*Extract provided*.
╭──

But beneath the Eritrean capital’s tranquil surface, many Eritreans say they are worried about a repeat of the 1998 to 2000 border war that killed about 70 000 people.
“It’s so dangerous now. They say the troops are so close at some points it’s like this,” says a middle-aged Eritrean, holding his index fingers a few centimetres apart.
“And worse, all the world has sided with Ethiopia,” said the man, who asked not to be named.
Eritreans and Ethiopians have lived with five years of heightened tensions, harsh rhetoric and the threat of war after an independent border commission’s ruling on their countries’ shared frontier failed to resolve the explosive issue.
Ethiopia initially rejected the final and binding decision, and now says it unconditionally accepts it, but wants more talks.
Eritrea rejects new discussions.
Last November, the commission gave the two sides one year to agree on the border and said if that did not occur, it would dissolve itself and send the Horn of Africa nations signed maps on December 1 designating the border based on colonial treaties.
Both sides have rejected that solution.
Analysts say it is unlikely much will change on the border, even if the commission closes as expected on Friday—except psychologically.
“It’s highly possible that the end of the [commission] will be a non-event and will leave the situation in a vacuum,” said Francois Grignon, Africa programme director for the International Crisis Group.
“The deterioration of the situation, related to the coming vacuum in the peace process, could lead indeed to confrontation, but the signs we’re getting over the last two weeks are toward a continuation of the stand-off rather than escalation,” he said.
Indeed, little has changed in the language from either side in the run-up to the commission deadline.
Ethiopian Prime Minister Meles Zenawi on Tuesday said Ethiopia had no plans of fighting another war, but would make sure Eritrea “never, ever dreamed” of conflict if Asmara unilaterally launched one.

╰──

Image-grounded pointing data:
╭──

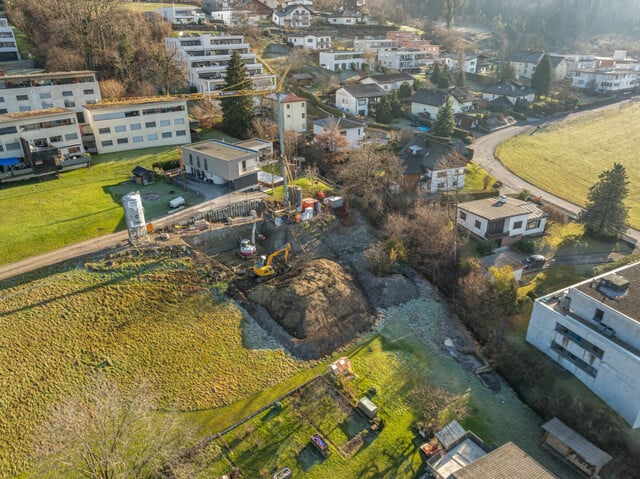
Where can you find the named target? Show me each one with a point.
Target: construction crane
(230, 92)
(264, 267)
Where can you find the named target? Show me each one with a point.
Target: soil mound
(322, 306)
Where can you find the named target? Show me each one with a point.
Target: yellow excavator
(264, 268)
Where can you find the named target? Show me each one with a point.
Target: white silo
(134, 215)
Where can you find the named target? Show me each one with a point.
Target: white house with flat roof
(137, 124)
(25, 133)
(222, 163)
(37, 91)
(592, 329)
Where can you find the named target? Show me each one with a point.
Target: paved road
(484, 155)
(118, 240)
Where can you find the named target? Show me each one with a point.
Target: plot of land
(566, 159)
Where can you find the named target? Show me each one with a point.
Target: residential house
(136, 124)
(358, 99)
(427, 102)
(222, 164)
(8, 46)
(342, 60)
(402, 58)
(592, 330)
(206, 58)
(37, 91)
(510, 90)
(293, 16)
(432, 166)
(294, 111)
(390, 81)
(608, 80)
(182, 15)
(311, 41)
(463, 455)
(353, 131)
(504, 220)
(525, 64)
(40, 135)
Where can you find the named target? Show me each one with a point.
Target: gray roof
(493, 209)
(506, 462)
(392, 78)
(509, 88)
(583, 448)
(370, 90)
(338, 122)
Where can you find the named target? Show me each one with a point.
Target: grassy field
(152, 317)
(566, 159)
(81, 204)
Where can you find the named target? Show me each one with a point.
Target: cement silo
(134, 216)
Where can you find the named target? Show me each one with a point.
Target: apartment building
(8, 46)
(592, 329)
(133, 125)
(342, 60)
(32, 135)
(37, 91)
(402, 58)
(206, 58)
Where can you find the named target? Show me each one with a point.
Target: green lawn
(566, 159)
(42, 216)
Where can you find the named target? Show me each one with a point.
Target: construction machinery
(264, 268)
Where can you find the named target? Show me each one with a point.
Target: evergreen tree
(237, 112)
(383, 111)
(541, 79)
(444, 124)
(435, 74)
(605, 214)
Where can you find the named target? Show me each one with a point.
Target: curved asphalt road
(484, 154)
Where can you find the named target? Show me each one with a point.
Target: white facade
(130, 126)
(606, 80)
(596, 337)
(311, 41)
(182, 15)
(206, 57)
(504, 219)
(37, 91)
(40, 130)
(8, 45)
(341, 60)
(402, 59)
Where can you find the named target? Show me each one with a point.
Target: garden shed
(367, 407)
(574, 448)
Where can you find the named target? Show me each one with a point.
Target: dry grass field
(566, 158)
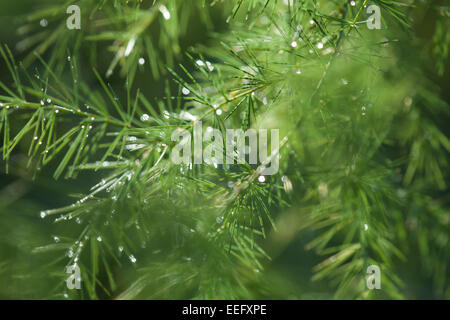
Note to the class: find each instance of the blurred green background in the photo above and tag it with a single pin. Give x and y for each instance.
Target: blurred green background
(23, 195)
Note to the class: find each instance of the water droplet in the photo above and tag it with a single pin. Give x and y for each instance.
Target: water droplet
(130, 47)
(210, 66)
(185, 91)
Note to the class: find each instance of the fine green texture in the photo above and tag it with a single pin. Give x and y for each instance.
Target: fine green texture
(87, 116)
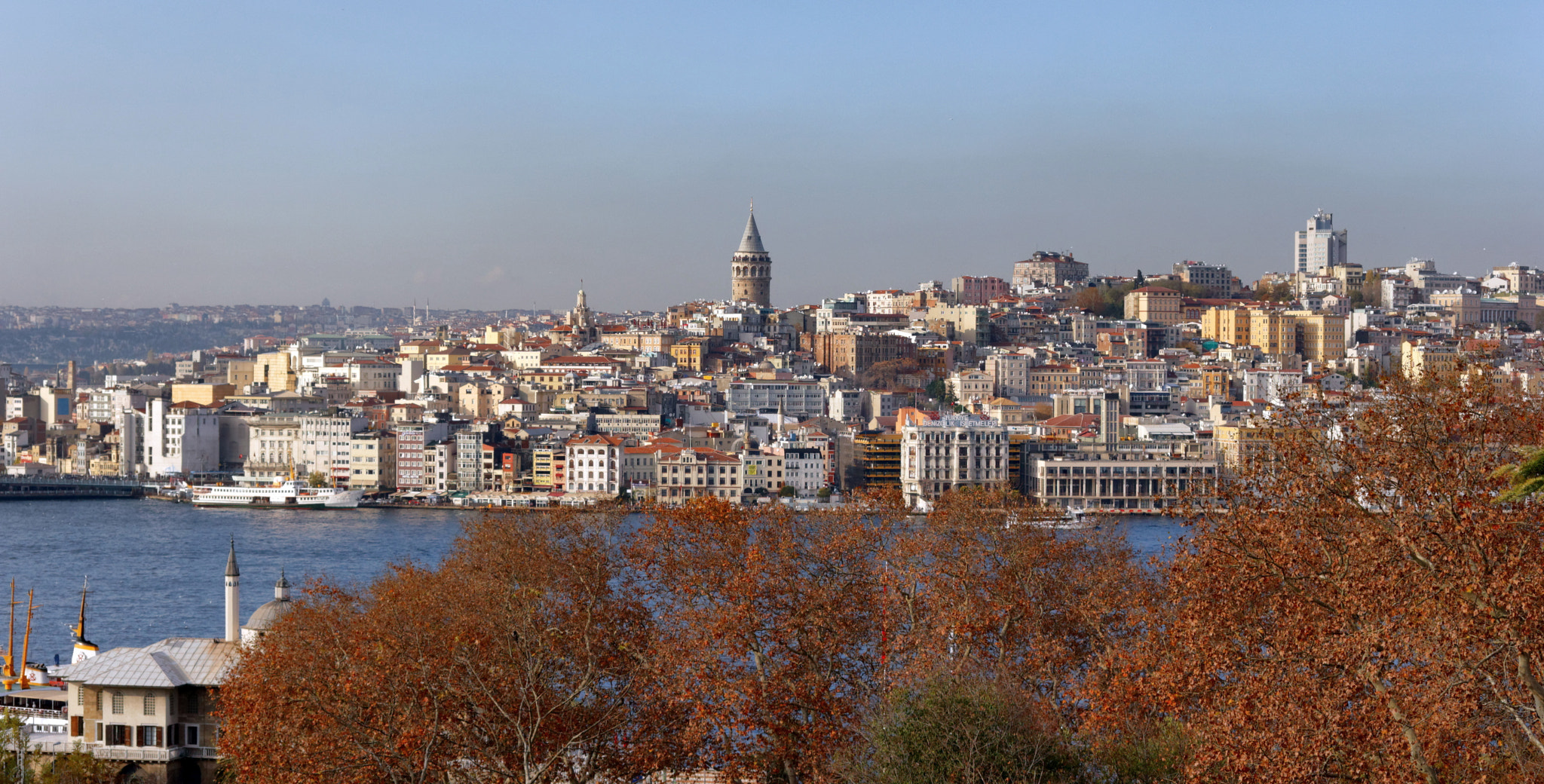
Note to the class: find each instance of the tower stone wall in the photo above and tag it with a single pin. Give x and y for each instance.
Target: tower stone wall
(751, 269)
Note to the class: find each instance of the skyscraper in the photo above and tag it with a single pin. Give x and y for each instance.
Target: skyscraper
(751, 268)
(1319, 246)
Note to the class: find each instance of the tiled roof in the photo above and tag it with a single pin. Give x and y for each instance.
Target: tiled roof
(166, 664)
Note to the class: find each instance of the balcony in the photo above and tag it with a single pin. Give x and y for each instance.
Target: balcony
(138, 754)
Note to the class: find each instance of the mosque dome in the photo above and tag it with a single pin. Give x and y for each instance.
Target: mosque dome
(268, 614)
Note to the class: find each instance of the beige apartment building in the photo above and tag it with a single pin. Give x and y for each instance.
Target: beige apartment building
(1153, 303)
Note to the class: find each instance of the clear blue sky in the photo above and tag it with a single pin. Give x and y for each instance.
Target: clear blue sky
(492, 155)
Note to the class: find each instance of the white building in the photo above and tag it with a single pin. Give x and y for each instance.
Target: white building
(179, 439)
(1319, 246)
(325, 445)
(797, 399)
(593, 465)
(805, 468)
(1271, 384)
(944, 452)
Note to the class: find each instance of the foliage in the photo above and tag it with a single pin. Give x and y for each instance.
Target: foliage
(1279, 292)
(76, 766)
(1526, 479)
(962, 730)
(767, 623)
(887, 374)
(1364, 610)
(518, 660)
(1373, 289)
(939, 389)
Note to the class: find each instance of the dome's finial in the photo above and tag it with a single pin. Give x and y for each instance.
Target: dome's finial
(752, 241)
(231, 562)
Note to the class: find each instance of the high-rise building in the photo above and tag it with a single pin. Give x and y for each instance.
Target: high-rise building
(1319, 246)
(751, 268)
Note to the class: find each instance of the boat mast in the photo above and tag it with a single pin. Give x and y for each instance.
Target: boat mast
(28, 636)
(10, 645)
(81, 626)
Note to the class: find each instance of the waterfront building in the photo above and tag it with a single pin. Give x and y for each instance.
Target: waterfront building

╰──

*Exercise description*.
In the text on the Eritrea–Ethiopia border dispute, what did Francois Grignon say the signs from the last two weeks pointed toward?

*Output*.
A continuation of the stand-off rather than escalation.